━━━━━ EXERCISE MATERIAL

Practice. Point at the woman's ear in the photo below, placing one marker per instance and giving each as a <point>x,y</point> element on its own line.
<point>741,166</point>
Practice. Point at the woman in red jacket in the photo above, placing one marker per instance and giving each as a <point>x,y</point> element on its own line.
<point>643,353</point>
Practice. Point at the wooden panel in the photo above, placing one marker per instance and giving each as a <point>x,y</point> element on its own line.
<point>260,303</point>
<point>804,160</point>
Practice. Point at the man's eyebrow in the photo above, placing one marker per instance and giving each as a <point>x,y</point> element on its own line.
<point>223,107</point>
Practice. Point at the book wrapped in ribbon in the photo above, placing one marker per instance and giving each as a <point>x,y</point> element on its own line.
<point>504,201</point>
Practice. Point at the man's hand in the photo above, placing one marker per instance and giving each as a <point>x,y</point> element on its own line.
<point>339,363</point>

━━━━━━━━━━

**YOUR GOAL**
Could you give the records above as a numbered list, from their first line through the line that contains "<point>223,107</point>", leaving out blank lines and including nothing past that line?

**TASK OUTPUT**
1. Practice. Point at the woman's ear in the photo below, placing one marker per instance and giving each as a <point>x,y</point> element on its own line.
2. <point>741,166</point>
3. Practice. Point at the woman in red jacket in the photo above, placing one marker per instance and giving each as a <point>x,y</point> element on its own line.
4. <point>643,353</point>
5. Practice. Point at the wooden panel in the photo above, placing one marker per instance and giving each as a <point>x,y</point> element on its own line.
6. <point>260,303</point>
7. <point>804,160</point>
8. Practice. Point at the man's eyebrow in the photo above, placing one marker per instance and giving each as a <point>x,y</point> element on its own line.
9. <point>223,107</point>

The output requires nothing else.